___ Data for processing ___

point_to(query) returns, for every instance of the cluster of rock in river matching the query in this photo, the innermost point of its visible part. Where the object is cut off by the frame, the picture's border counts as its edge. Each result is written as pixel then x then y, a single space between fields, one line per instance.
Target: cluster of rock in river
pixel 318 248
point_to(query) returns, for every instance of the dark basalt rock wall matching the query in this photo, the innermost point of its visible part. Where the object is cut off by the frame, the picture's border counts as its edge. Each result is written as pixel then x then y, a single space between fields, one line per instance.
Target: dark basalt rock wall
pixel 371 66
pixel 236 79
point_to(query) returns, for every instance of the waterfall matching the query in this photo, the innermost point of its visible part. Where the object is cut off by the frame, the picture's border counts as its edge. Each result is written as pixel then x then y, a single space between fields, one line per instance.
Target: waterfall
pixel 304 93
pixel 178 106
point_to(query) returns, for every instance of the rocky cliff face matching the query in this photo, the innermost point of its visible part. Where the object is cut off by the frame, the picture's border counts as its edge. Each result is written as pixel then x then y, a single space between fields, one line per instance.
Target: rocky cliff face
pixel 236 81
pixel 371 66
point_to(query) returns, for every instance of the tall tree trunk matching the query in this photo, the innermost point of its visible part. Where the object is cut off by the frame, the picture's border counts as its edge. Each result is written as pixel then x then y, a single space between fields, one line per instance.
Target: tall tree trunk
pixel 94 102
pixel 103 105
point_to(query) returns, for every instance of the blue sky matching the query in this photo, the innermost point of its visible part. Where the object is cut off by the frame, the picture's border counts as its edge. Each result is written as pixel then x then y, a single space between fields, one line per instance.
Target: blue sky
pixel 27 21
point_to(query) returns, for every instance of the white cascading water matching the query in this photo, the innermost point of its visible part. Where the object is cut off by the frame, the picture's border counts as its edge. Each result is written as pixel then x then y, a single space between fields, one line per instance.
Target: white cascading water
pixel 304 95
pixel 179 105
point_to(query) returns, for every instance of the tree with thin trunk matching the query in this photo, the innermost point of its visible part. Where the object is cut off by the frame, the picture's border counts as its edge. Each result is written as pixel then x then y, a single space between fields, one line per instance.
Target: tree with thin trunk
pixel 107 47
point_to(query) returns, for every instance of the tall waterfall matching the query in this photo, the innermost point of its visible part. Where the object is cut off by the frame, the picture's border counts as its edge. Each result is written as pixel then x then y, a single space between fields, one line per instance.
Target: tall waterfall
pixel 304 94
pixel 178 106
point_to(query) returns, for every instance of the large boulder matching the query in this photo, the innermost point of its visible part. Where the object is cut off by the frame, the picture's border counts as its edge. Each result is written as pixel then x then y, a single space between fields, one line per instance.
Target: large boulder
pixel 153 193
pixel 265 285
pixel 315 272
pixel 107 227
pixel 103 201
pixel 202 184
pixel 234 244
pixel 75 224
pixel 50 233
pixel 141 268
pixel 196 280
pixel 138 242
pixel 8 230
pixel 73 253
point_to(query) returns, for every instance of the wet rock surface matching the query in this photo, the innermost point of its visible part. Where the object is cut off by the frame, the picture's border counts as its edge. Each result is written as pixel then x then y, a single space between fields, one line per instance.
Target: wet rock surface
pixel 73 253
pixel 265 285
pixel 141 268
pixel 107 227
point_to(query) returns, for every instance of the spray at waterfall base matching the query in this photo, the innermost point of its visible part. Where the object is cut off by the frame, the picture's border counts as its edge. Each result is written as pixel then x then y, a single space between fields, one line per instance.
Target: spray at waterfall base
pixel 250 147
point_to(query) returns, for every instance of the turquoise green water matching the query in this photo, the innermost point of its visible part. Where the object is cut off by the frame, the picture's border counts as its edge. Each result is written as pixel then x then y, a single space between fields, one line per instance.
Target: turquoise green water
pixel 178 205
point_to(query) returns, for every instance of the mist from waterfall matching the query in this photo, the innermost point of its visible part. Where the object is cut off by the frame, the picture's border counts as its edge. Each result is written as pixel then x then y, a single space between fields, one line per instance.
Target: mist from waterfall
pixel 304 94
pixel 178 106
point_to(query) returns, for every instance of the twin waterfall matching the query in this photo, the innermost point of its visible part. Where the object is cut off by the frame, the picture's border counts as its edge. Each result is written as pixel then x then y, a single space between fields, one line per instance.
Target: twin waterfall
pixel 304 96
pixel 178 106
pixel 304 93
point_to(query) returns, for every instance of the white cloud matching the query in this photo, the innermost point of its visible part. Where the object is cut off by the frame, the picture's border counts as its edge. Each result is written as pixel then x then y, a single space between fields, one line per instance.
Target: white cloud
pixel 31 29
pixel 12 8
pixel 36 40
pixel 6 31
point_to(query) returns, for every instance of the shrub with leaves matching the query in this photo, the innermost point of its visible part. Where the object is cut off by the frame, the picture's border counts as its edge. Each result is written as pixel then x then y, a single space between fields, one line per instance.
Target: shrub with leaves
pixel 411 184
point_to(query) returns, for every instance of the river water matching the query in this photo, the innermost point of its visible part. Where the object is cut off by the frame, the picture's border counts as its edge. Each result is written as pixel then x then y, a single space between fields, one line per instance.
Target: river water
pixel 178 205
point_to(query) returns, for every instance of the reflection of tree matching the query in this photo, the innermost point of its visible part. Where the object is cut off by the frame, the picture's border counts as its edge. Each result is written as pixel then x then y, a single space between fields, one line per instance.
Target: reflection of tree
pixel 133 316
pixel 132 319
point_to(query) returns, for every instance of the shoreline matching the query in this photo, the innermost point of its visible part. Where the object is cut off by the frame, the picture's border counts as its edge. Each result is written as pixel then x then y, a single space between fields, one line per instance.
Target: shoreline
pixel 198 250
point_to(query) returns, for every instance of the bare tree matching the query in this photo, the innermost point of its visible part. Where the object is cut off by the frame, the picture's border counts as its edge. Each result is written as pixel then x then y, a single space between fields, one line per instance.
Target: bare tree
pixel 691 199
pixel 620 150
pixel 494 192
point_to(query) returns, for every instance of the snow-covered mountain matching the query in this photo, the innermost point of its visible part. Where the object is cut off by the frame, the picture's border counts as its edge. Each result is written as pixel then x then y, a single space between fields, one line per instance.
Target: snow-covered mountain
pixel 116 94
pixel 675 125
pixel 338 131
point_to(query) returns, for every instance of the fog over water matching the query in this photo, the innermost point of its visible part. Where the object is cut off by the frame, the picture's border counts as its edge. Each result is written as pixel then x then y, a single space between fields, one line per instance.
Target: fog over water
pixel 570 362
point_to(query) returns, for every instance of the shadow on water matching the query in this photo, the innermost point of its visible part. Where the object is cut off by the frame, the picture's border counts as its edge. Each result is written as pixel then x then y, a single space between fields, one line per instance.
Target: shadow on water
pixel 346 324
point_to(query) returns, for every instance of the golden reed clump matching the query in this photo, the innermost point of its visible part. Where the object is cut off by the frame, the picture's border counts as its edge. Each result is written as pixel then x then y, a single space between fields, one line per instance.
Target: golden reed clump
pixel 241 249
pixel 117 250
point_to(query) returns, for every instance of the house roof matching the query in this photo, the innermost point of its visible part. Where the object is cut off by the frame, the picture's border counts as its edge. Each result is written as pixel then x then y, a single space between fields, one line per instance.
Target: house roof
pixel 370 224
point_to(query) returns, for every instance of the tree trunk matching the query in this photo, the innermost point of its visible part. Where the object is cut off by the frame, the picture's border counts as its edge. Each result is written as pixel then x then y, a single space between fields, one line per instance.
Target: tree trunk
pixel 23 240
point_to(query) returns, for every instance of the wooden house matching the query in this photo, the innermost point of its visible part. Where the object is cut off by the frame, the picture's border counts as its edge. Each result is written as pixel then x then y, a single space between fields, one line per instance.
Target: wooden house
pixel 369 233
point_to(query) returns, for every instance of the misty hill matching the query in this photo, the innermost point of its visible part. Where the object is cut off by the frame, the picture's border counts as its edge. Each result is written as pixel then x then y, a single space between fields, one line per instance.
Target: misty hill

___

■ Written request: Copy out the records verbatim, from the line containing "point_to(query) returns, for every instance of the shrub" up to and including the line containing "pixel 132 319".

■ Answer to the task:
point_to(query) returns, for every instance of the shrub with leaves matching the query in this photo, the innermost point of its visible part. Where the object is cut off by the frame, the picture's border counts as its edge. Each result is written as pixel then x then y, a single space between fields, one line per instance.
Target: shrub with leaves
pixel 411 184
point_to(query) returns, for every instance of the river water matching the query in this photo, the innermost point of its visible part. Where the object is cut off by the frame, the picture's border counts as its edge. Each result is written as pixel then x then y, a single space between fields, one line per instance.
Target: river water
pixel 178 205
point_to(query) returns, for every instance of the reflection of tree matching the query in this photo, the innermost point of its visible part. Where the object is cut off by the frame, the picture's border counts as its edge. Each result is written as pixel then x then y, a single space between fields, one line per instance.
Target: reflection of tree
pixel 133 316
pixel 132 319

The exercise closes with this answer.